> Work to complete
Count every line below containing "exact"; state the number only.

[Collected data entries]
++++++++++++++++++++

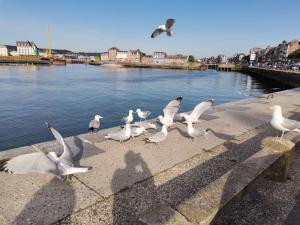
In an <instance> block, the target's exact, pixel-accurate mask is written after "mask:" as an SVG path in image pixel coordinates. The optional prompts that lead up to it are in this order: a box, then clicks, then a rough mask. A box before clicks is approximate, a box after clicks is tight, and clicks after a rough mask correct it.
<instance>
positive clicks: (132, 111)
mask: <svg viewBox="0 0 300 225" xmlns="http://www.w3.org/2000/svg"><path fill="white" fill-rule="evenodd" d="M132 113H133V110H131V109H130V110H129V111H128V116H125V117H123V121H125V123H131V122H132V121H133V115H132Z"/></svg>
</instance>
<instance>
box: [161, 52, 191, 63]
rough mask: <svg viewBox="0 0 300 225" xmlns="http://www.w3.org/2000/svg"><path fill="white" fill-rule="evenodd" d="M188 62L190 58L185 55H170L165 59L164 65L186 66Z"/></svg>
mask: <svg viewBox="0 0 300 225" xmlns="http://www.w3.org/2000/svg"><path fill="white" fill-rule="evenodd" d="M187 61H188V57H187V56H184V55H181V54H179V55H168V56H166V58H165V61H164V64H168V65H184V64H186V63H187Z"/></svg>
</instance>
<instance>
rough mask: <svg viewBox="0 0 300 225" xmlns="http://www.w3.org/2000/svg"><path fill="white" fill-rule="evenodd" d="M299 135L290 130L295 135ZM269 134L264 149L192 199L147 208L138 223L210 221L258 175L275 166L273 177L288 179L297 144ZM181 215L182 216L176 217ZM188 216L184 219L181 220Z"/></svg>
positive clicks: (208, 223)
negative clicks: (292, 155)
mask: <svg viewBox="0 0 300 225" xmlns="http://www.w3.org/2000/svg"><path fill="white" fill-rule="evenodd" d="M294 137H295V135H293V134H288V136H287V138H288V139H290V140H291V139H292V138H294ZM288 139H282V140H279V139H278V138H265V139H264V140H263V141H262V149H261V150H260V151H258V152H257V153H255V154H253V155H252V156H251V157H249V158H248V159H246V160H245V161H243V162H242V163H240V164H239V165H237V166H236V167H234V168H233V169H231V170H230V171H228V172H227V173H225V174H224V175H223V176H221V177H219V178H218V179H216V180H215V181H213V182H211V183H210V184H209V185H207V186H206V187H204V188H202V189H201V190H200V191H198V192H197V193H196V194H195V195H194V196H192V197H191V198H190V199H187V200H185V201H183V202H181V203H180V204H179V205H177V206H174V207H173V208H171V207H170V206H166V205H165V206H157V207H153V208H150V209H148V210H146V211H144V212H143V213H142V214H141V215H140V216H139V217H138V218H137V220H136V221H135V223H134V224H135V225H154V224H155V225H168V224H171V223H170V221H172V224H195V225H196V224H199V225H200V224H201V225H208V224H211V223H212V221H213V220H214V218H215V216H216V215H217V213H218V212H219V211H220V210H221V209H222V208H223V207H224V206H226V205H227V204H228V203H229V202H230V201H232V200H233V199H234V198H235V197H236V196H238V195H239V194H240V193H241V192H242V191H243V190H244V189H245V188H246V187H247V186H248V185H249V184H251V183H252V182H253V181H254V179H255V178H257V177H258V176H259V175H261V174H263V173H264V172H265V171H268V170H267V169H268V168H271V169H272V173H268V174H269V177H271V178H275V179H276V180H281V181H284V180H285V179H286V178H287V170H288V168H289V166H290V162H291V157H292V154H291V152H292V149H293V147H294V146H295V144H294V143H293V142H292V141H290V140H288ZM177 218H178V220H176V219H177ZM183 218H184V220H183V221H184V223H183V222H182V223H180V221H181V220H182V219H183Z"/></svg>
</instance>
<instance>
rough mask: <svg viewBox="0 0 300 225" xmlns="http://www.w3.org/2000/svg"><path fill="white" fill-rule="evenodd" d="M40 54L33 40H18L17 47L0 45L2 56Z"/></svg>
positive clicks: (16, 46) (17, 55) (31, 54)
mask: <svg viewBox="0 0 300 225" xmlns="http://www.w3.org/2000/svg"><path fill="white" fill-rule="evenodd" d="M20 55H38V48H37V46H36V45H35V44H34V42H31V41H17V43H16V47H14V46H6V45H0V56H20Z"/></svg>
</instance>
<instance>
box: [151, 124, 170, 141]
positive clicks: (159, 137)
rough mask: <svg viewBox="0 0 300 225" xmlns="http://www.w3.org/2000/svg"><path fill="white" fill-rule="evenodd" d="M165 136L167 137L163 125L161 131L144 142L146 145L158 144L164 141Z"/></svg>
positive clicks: (166, 130)
mask: <svg viewBox="0 0 300 225" xmlns="http://www.w3.org/2000/svg"><path fill="white" fill-rule="evenodd" d="M167 135H168V130H167V126H166V125H163V126H162V128H161V131H159V132H157V133H155V134H153V135H152V136H151V137H149V138H148V139H146V142H147V143H159V142H162V141H164V140H166V138H167Z"/></svg>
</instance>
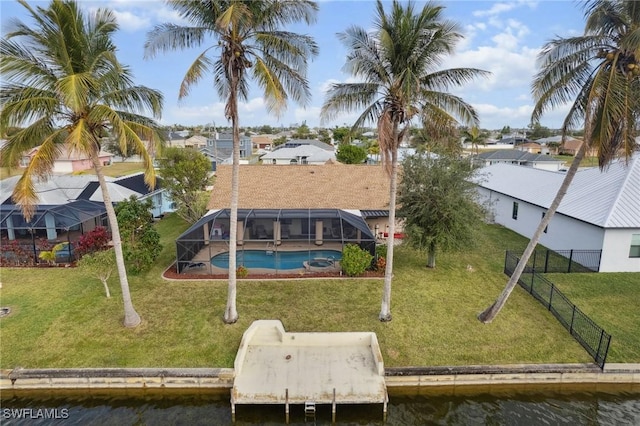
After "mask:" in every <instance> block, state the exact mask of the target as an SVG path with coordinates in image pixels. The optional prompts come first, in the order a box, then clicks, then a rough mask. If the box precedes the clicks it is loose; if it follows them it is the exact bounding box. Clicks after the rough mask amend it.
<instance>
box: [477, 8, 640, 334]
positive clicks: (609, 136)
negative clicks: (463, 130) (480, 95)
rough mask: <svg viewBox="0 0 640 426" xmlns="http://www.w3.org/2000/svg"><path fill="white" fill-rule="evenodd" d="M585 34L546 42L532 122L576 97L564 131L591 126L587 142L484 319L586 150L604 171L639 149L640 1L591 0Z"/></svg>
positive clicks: (487, 310) (537, 82)
mask: <svg viewBox="0 0 640 426" xmlns="http://www.w3.org/2000/svg"><path fill="white" fill-rule="evenodd" d="M584 12H585V18H586V26H585V31H584V35H582V36H578V37H569V38H556V39H554V40H552V41H550V42H548V43H547V44H545V46H544V47H543V49H542V51H541V52H540V54H539V57H538V62H539V69H540V71H539V72H538V74H537V75H536V76H535V78H534V81H533V84H532V92H533V96H534V98H535V99H536V105H535V107H534V110H533V113H532V116H531V118H532V122H534V123H535V122H538V121H539V119H540V117H541V116H542V114H543V113H544V112H546V111H547V110H549V109H551V108H553V107H556V106H559V105H562V104H565V103H568V102H571V100H572V99H573V104H572V105H571V108H570V110H569V113H568V114H567V116H566V118H565V119H564V122H563V124H562V136H563V139H564V137H566V136H567V135H568V134H569V132H570V130H571V129H573V128H576V127H578V126H581V125H583V126H584V142H583V144H582V146H581V147H580V149H579V150H578V152H577V154H576V156H575V158H574V160H573V162H572V163H571V167H570V168H569V170H568V171H567V174H566V176H565V178H564V180H563V182H562V185H561V186H560V188H559V189H558V193H557V194H556V196H555V198H554V200H553V202H552V203H551V206H550V207H549V210H548V211H547V213H546V215H545V216H544V217H543V218H542V221H541V222H540V224H539V225H538V228H537V229H536V231H535V233H534V234H533V236H532V237H531V240H530V241H529V244H528V245H527V248H526V249H525V251H524V253H523V254H522V258H521V259H520V261H519V262H518V265H517V266H516V268H515V270H514V272H513V274H512V275H511V278H510V279H509V282H508V283H507V285H506V286H505V288H504V290H503V291H502V293H501V294H500V296H499V297H498V298H497V299H496V301H495V302H494V303H493V304H492V305H491V306H489V307H488V308H487V309H485V310H484V311H483V312H482V313H480V315H479V316H478V318H479V319H480V321H482V322H484V323H489V322H491V321H492V320H493V319H494V318H495V317H496V315H498V313H499V312H500V309H502V307H503V306H504V304H505V302H506V301H507V298H508V297H509V295H510V294H511V291H512V290H513V289H514V287H515V286H516V284H517V283H518V280H519V279H520V276H521V275H522V272H523V271H524V268H525V266H526V264H527V262H528V261H529V258H530V257H531V254H532V253H533V251H534V250H535V247H536V245H537V244H538V241H539V240H540V237H541V235H542V233H543V231H544V229H545V228H546V226H547V225H548V224H549V222H550V221H551V218H552V217H553V215H554V213H555V212H556V210H557V209H558V206H559V205H560V202H561V201H562V198H563V197H564V195H565V194H566V192H567V190H568V188H569V185H571V181H572V180H573V177H574V176H575V174H576V171H577V170H578V166H579V165H580V161H581V160H582V158H583V157H584V154H585V152H586V150H587V148H593V149H596V150H597V152H598V163H599V165H600V168H601V169H603V168H605V167H607V165H609V164H610V163H611V161H612V160H613V159H615V158H617V157H619V156H623V157H625V158H627V159H628V158H629V157H630V156H631V155H632V154H633V152H634V151H635V150H636V149H637V143H636V140H635V137H636V136H637V135H638V124H639V118H640V63H639V60H640V2H638V1H634V0H625V1H607V0H592V1H589V2H587V3H586V4H585V6H584Z"/></svg>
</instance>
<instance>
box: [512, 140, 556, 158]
mask: <svg viewBox="0 0 640 426" xmlns="http://www.w3.org/2000/svg"><path fill="white" fill-rule="evenodd" d="M514 149H517V150H518V151H523V152H528V153H530V154H544V155H549V149H548V148H546V147H543V146H542V145H540V144H539V143H537V142H526V143H523V144H520V145H517V146H516V147H514Z"/></svg>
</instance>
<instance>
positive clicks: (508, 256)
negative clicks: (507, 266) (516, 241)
mask: <svg viewBox="0 0 640 426" xmlns="http://www.w3.org/2000/svg"><path fill="white" fill-rule="evenodd" d="M507 262H509V250H507V251H505V252H504V271H503V272H504V273H505V274H507V275H509V276H511V274H510V273H509V272H508V271H507Z"/></svg>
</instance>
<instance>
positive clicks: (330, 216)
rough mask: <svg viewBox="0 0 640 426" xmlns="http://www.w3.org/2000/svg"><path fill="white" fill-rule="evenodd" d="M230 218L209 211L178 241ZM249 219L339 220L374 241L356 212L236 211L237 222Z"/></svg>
mask: <svg viewBox="0 0 640 426" xmlns="http://www.w3.org/2000/svg"><path fill="white" fill-rule="evenodd" d="M230 216H231V210H230V209H221V210H210V211H209V212H208V213H207V214H206V215H204V216H203V217H202V218H200V220H198V221H197V222H196V223H194V224H193V225H191V227H189V229H187V230H186V231H185V232H184V233H183V234H182V235H180V237H178V240H181V239H182V240H183V239H189V238H190V237H191V236H192V235H193V234H194V233H197V235H198V239H200V238H201V237H200V235H202V232H201V229H202V227H203V226H204V225H205V224H206V223H210V222H213V221H215V220H218V219H229V217H230ZM249 219H271V220H277V221H282V220H285V219H308V220H312V219H313V220H318V219H320V220H323V219H327V220H328V219H340V220H341V221H343V222H346V223H348V224H349V225H351V226H353V227H355V228H356V229H359V230H360V231H361V238H362V239H365V240H368V239H371V240H375V237H374V235H373V233H372V232H371V230H370V229H369V226H367V223H366V222H365V221H364V219H363V218H362V216H360V215H359V214H357V211H346V210H341V209H238V220H242V221H247V220H249Z"/></svg>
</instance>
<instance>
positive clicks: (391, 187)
mask: <svg viewBox="0 0 640 426" xmlns="http://www.w3.org/2000/svg"><path fill="white" fill-rule="evenodd" d="M396 146H397V145H396ZM397 187H398V150H397V149H396V148H394V149H393V150H392V152H391V182H390V185H389V235H388V237H387V265H386V267H385V270H384V287H383V291H382V304H381V306H380V315H379V316H378V318H379V319H380V321H383V322H386V321H391V280H392V279H393V246H394V240H395V238H394V237H395V232H396V190H397Z"/></svg>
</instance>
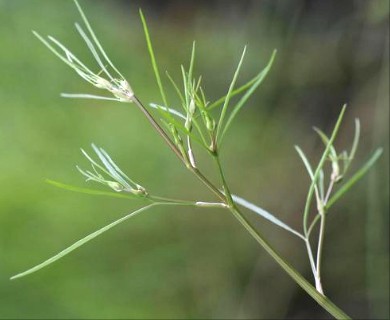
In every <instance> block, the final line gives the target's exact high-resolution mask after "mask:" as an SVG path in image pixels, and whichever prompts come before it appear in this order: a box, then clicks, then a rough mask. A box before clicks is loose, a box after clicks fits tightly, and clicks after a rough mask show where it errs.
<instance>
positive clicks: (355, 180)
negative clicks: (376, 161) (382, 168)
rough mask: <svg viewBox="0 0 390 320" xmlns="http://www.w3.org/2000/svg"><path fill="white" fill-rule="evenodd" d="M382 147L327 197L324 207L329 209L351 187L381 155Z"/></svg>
mask: <svg viewBox="0 0 390 320" xmlns="http://www.w3.org/2000/svg"><path fill="white" fill-rule="evenodd" d="M382 153H383V149H382V148H380V149H377V150H376V151H375V152H374V154H373V155H372V156H371V158H370V159H369V160H368V161H367V162H366V163H365V164H364V165H363V166H362V167H361V168H360V169H359V170H358V171H357V172H356V173H355V174H354V175H353V176H352V177H351V178H350V179H349V180H348V181H347V182H345V183H344V184H343V185H342V187H341V188H340V189H339V190H337V192H336V193H335V194H334V195H333V196H332V197H331V198H330V199H329V201H328V203H327V205H326V208H327V209H329V208H330V207H331V206H332V205H333V204H334V203H335V202H336V201H337V200H338V199H340V198H341V197H342V196H343V195H344V194H345V193H346V192H347V191H348V190H349V189H351V187H352V186H353V185H354V184H355V183H356V182H358V181H359V180H360V179H361V178H363V176H364V175H365V174H366V173H367V171H368V170H370V168H371V167H372V166H373V165H374V164H375V162H376V161H377V160H378V159H379V157H380V156H381V155H382Z"/></svg>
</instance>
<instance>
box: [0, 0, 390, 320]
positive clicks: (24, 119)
mask: <svg viewBox="0 0 390 320" xmlns="http://www.w3.org/2000/svg"><path fill="white" fill-rule="evenodd" d="M81 5H82V6H83V7H84V10H85V11H86V13H87V15H88V17H89V19H90V21H91V23H92V24H93V26H94V28H95V30H96V32H97V34H98V35H99V37H100V39H101V41H102V43H103V44H104V46H105V47H106V49H107V51H108V52H109V54H110V56H111V58H112V60H113V61H115V63H116V65H117V66H118V67H119V68H120V70H121V71H122V73H124V74H125V75H126V77H127V78H128V79H129V81H130V82H131V85H132V87H133V89H134V90H135V91H136V92H137V93H138V95H139V97H140V98H141V99H142V100H143V101H145V102H153V101H154V102H156V101H157V102H159V101H160V100H159V95H158V90H157V86H156V84H155V82H154V78H153V73H152V69H151V66H150V62H149V60H148V55H147V50H146V45H145V41H144V38H143V32H142V28H141V23H140V19H139V17H138V8H139V7H142V8H143V11H144V13H145V15H146V17H147V20H148V23H149V28H150V30H151V35H152V38H153V41H154V47H155V50H156V53H157V57H158V60H159V63H160V66H161V69H162V70H165V69H166V70H169V71H170V73H171V74H172V75H173V77H175V78H176V79H179V76H180V64H187V63H188V60H189V54H190V48H191V45H192V41H193V40H196V41H197V57H196V73H197V74H198V75H199V74H202V75H203V79H204V87H205V90H206V93H207V94H208V97H209V99H210V100H213V99H216V98H218V97H219V96H221V95H223V94H224V93H225V92H226V90H227V88H228V85H229V82H230V79H231V76H232V74H233V72H234V69H235V66H236V63H237V61H238V58H239V56H240V54H241V51H242V48H243V46H244V45H246V44H247V45H248V54H247V57H246V60H245V62H244V65H243V72H242V74H241V76H240V79H239V82H240V83H244V82H245V80H247V79H249V78H251V77H252V76H253V75H254V74H256V73H257V72H258V70H260V69H261V68H262V67H264V66H265V64H266V62H267V61H268V59H269V57H270V54H271V52H272V50H273V49H274V48H277V49H278V55H277V59H276V62H275V65H274V67H273V69H272V72H271V73H270V75H269V77H268V78H267V79H266V81H265V82H264V84H263V85H262V86H261V87H260V89H259V90H258V92H257V93H256V94H255V95H254V96H253V97H252V99H251V100H250V102H249V103H248V105H247V106H246V107H245V108H244V109H243V110H242V113H241V114H240V116H239V117H238V118H237V121H236V123H235V124H234V125H233V126H232V127H231V130H230V132H229V134H228V136H227V139H226V141H225V142H226V143H225V146H224V150H223V164H224V166H225V169H226V172H227V178H228V180H229V183H230V184H231V188H232V190H233V191H234V192H235V193H236V194H239V195H241V196H243V197H246V198H247V199H249V200H251V201H254V202H256V203H258V204H259V205H261V206H262V207H264V208H266V209H267V210H269V211H271V212H273V213H274V214H276V215H277V216H278V217H280V218H281V219H282V220H284V221H286V222H288V223H289V224H291V225H292V226H294V227H296V228H300V227H301V212H302V209H303V205H304V198H305V193H306V190H307V188H308V185H309V179H308V178H307V176H306V173H305V171H304V167H303V165H302V163H301V162H300V159H299V158H298V155H297V154H296V152H295V150H294V148H293V146H294V144H298V145H300V146H301V147H302V148H303V149H304V150H305V152H306V153H307V154H308V155H309V156H310V158H311V159H312V161H313V162H314V161H316V160H318V157H319V155H320V152H321V150H322V148H323V146H322V144H321V142H320V141H319V139H318V137H317V136H316V134H315V133H314V132H313V131H312V126H317V127H320V128H322V129H323V130H324V131H326V132H329V131H330V130H331V128H332V126H333V124H334V122H335V120H336V118H337V115H338V113H339V111H340V108H341V106H342V105H343V104H344V103H345V102H347V103H348V104H349V107H348V111H347V114H346V117H345V121H344V124H343V126H342V130H341V133H340V136H339V139H338V142H337V146H339V148H349V146H350V142H351V137H352V135H353V122H354V118H355V117H358V118H360V120H361V123H362V139H361V145H360V149H359V151H358V154H357V157H356V160H355V162H354V164H353V168H352V170H351V173H352V172H353V171H354V170H356V169H357V168H358V167H359V165H361V164H363V162H364V161H365V160H366V159H367V158H368V156H369V154H371V153H372V152H373V150H374V149H375V148H376V147H379V146H380V147H383V148H384V154H383V156H382V158H381V159H380V161H379V163H378V164H377V165H376V166H375V168H374V169H373V170H371V172H370V173H369V175H368V176H366V177H365V178H364V179H363V180H362V181H360V182H359V184H358V185H356V186H355V187H354V188H353V189H352V191H351V192H350V193H349V194H348V195H347V196H345V197H344V199H343V200H342V201H341V202H340V203H338V204H337V205H336V206H335V207H334V208H333V210H332V212H331V215H330V216H329V219H328V223H329V224H328V228H327V232H326V243H325V252H324V268H323V278H324V283H325V290H326V293H327V294H328V296H329V297H330V298H331V299H332V300H333V301H334V302H335V303H336V304H338V305H339V306H340V307H341V308H342V309H344V310H345V311H346V312H347V313H349V314H350V315H351V316H352V317H354V318H370V319H379V318H388V316H389V302H388V300H389V269H388V268H389V182H388V180H389V165H388V163H389V92H388V85H389V60H388V58H389V2H388V1H387V0H371V1H358V0H355V1H351V0H348V1H336V0H332V1H321V0H317V1H316V0H306V1H305V0H296V1H291V0H290V1H281V0H280V1H271V0H258V1H255V0H253V1H225V0H224V1H210V0H208V1H178V0H176V1H100V0H99V1H97V0H95V1H91V0H89V1H81ZM80 20H81V19H80V17H79V15H78V13H77V11H76V8H75V6H74V4H73V3H72V1H49V0H39V1H38V0H0V74H1V76H0V318H15V319H27V318H29V319H30V318H39V319H45V318H50V319H55V318H78V319H83V318H107V319H109V318H116V319H119V318H137V319H142V318H168V319H177V318H197V319H198V318H208V319H209V318H268V319H270V318H310V319H320V318H327V317H329V315H328V314H326V313H325V312H324V311H323V310H322V309H321V308H320V307H319V306H318V305H317V304H316V303H315V302H314V301H313V300H312V299H311V298H309V297H308V296H307V295H306V294H305V293H304V292H303V291H302V290H301V289H300V288H298V287H297V285H296V284H295V283H294V282H293V281H292V280H291V279H290V278H289V277H288V276H287V275H285V274H284V272H283V271H282V270H281V269H280V268H279V267H278V266H277V265H276V264H275V263H274V262H273V261H272V260H271V258H270V257H269V256H268V255H267V254H266V253H265V252H264V251H263V250H262V248H261V247H259V246H258V245H257V244H256V243H255V241H254V240H253V239H251V237H250V236H249V235H248V234H246V232H245V230H244V229H243V228H242V227H241V226H240V225H238V224H237V222H236V221H235V220H234V219H233V218H232V217H231V216H230V215H229V214H227V213H225V212H224V211H219V210H212V209H209V210H208V209H205V210H200V209H197V210H195V209H188V208H180V209H171V210H168V209H161V210H159V209H153V211H150V212H147V213H145V214H143V215H140V216H137V217H136V218H134V219H132V220H129V221H127V222H126V223H124V224H122V225H120V226H118V227H116V228H115V229H113V230H111V231H110V232H108V233H106V234H104V235H103V236H101V237H99V238H98V239H96V240H94V241H93V242H91V243H89V244H88V245H86V246H84V247H82V248H81V249H79V250H77V251H75V252H74V253H73V254H72V255H70V256H67V257H66V258H64V259H63V260H61V261H59V262H57V263H55V264H53V265H52V266H50V267H49V268H47V269H44V270H42V271H40V272H39V273H36V274H34V275H31V276H29V277H27V278H24V279H20V280H18V281H9V277H10V276H12V275H13V274H15V273H18V272H20V271H23V270H24V269H26V268H29V267H31V266H33V265H35V264H37V263H39V262H41V261H42V260H44V259H46V258H48V257H49V256H51V255H53V254H55V253H57V252H58V251H60V250H62V249H63V248H65V247H66V246H67V245H69V244H71V243H72V242H74V241H75V240H77V239H79V238H81V237H83V236H84V235H86V234H88V233H90V232H92V231H94V230H96V229H98V228H100V227H101V226H103V225H105V224H107V223H109V222H111V221H112V220H114V219H117V218H119V217H120V216H122V215H124V214H125V213H128V212H130V211H131V210H134V209H135V208H138V207H140V206H141V205H142V202H139V201H138V202H137V201H127V200H116V199H107V198H99V197H94V196H88V195H83V194H77V193H72V192H69V191H64V190H60V189H56V188H55V187H52V186H50V185H47V184H46V183H45V182H44V179H45V178H51V179H54V180H58V181H61V182H64V183H70V184H75V185H79V186H85V185H86V184H85V183H84V181H83V179H82V177H81V176H80V174H79V173H78V172H77V170H76V169H75V165H76V164H80V165H87V163H86V161H85V159H83V156H82V155H81V153H80V152H79V148H80V147H83V148H87V149H88V148H89V145H90V143H92V142H94V143H96V144H98V145H100V146H102V147H104V148H105V149H106V150H107V151H108V152H109V153H110V154H111V155H112V156H113V158H114V159H115V160H116V161H117V162H118V163H119V164H120V165H121V167H122V168H123V169H124V170H125V171H126V172H127V173H128V174H129V175H130V176H131V177H132V178H134V179H135V180H136V181H138V182H140V183H141V184H142V185H144V186H145V187H147V188H148V190H150V192H154V193H157V194H160V195H165V196H172V197H177V198H184V199H195V200H200V199H204V200H212V199H213V198H212V197H211V196H210V195H209V194H208V193H207V191H206V190H204V188H203V187H202V186H201V185H200V183H199V182H198V181H197V180H196V179H195V178H194V177H192V176H191V175H190V174H189V173H187V172H186V170H185V169H184V168H183V167H181V166H179V165H178V162H177V159H176V158H175V156H174V155H173V154H171V153H170V152H169V150H168V149H167V148H166V146H165V145H164V144H163V143H162V141H161V139H160V137H158V136H157V135H156V134H155V133H154V131H153V130H152V128H151V127H150V126H149V125H148V123H147V121H146V120H145V119H144V118H143V116H142V115H141V114H140V112H139V111H138V110H136V109H135V108H134V107H133V106H132V105H121V104H117V103H110V102H98V101H87V100H83V101H80V100H66V99H62V98H60V97H59V93H60V92H95V93H96V91H94V90H93V89H92V88H90V86H88V85H87V84H86V83H84V82H83V81H81V79H80V78H79V77H78V76H77V75H76V74H75V73H74V72H73V70H70V69H69V68H68V67H67V66H65V65H64V64H63V63H61V62H60V61H59V60H58V59H57V58H56V57H54V56H53V55H52V54H51V53H50V52H49V51H48V50H47V49H46V48H44V47H43V45H42V44H41V43H39V42H38V41H37V39H36V38H35V37H33V35H32V33H31V30H32V29H34V30H37V31H39V32H40V33H41V34H50V35H53V36H55V37H57V38H58V39H60V40H61V41H62V42H63V43H65V44H67V45H68V46H69V47H70V48H72V50H74V52H76V53H77V54H79V55H80V57H81V58H82V59H83V60H84V61H88V62H89V63H90V64H92V63H93V61H92V58H91V57H90V55H89V54H88V51H87V49H86V47H85V45H84V43H83V42H82V40H81V39H80V37H79V36H78V34H77V32H76V31H75V29H74V26H73V22H75V21H80ZM166 83H167V84H168V82H166ZM173 101H174V100H173ZM199 159H202V160H204V162H203V164H202V167H203V169H204V170H205V172H206V173H207V174H208V175H210V177H211V179H214V178H215V176H214V170H213V169H212V165H211V164H210V163H208V162H207V158H206V157H205V156H203V155H200V156H199ZM90 187H93V186H92V185H90ZM96 187H97V188H99V186H96ZM247 214H248V217H250V219H251V220H252V221H254V223H255V224H256V226H257V227H258V228H259V230H261V232H262V233H264V234H265V235H266V236H267V237H268V238H269V241H270V242H271V243H272V244H273V245H274V246H275V247H276V248H277V249H278V250H279V251H280V252H281V253H282V255H284V256H285V257H286V258H287V259H288V260H289V261H290V262H291V263H293V264H294V265H295V266H296V268H297V269H298V270H300V271H301V272H302V273H303V274H304V275H305V276H306V277H307V278H308V279H311V272H310V268H309V265H308V262H307V258H306V253H305V250H304V247H303V245H302V243H301V242H300V241H299V240H296V239H295V238H292V237H291V236H290V235H289V234H286V233H284V232H283V231H281V230H279V229H277V228H275V227H274V226H272V225H271V224H269V223H268V222H266V221H264V220H262V219H261V218H260V217H256V216H254V215H252V214H251V213H247Z"/></svg>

++++++++++++++++++++

> Response to this exercise
3